▸ What is required: Repeat, exactly as written, the lines of the records below from the first through the line with "Give the mask of every instance of the ear", but none past it.

_____

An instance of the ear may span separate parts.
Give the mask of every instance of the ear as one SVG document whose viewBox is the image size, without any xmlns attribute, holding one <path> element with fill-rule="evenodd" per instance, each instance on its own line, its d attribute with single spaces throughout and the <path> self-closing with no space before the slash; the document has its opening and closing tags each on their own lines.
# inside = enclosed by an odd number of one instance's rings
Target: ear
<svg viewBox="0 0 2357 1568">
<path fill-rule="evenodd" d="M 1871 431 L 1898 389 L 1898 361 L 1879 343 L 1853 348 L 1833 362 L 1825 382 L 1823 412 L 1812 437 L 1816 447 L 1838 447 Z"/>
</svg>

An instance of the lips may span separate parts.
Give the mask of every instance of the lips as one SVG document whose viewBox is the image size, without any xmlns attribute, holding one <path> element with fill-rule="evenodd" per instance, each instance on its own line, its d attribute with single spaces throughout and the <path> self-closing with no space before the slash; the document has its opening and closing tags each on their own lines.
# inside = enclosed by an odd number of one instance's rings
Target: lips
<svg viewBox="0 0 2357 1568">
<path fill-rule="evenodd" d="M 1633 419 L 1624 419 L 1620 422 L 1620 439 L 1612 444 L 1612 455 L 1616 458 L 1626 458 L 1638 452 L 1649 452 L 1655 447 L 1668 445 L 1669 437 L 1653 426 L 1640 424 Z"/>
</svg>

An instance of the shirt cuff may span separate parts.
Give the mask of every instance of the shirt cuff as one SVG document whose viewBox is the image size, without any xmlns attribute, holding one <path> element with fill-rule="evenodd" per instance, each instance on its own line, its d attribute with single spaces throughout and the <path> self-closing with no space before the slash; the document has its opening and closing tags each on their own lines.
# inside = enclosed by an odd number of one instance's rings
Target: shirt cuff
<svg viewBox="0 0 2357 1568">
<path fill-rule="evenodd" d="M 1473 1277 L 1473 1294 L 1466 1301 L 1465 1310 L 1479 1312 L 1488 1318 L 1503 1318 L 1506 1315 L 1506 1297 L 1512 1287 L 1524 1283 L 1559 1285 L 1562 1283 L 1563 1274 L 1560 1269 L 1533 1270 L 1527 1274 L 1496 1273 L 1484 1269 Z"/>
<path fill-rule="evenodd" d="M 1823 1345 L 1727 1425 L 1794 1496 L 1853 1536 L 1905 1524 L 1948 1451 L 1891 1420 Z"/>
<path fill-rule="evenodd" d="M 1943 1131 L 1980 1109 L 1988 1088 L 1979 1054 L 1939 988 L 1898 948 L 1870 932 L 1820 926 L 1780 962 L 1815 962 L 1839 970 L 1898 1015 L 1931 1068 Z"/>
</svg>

_____

▸ Reply:
An instance of the ear may span separate parts.
Give the mask of every instance of the ear as one SVG document whose viewBox is the image size, without any xmlns attribute, holding one <path> element with fill-rule="evenodd" per instance, each instance on its own line, its d attribute with single spaces throughout and the <path> self-closing with no space before the slash; the document has its opening and closing tags each on their own lines.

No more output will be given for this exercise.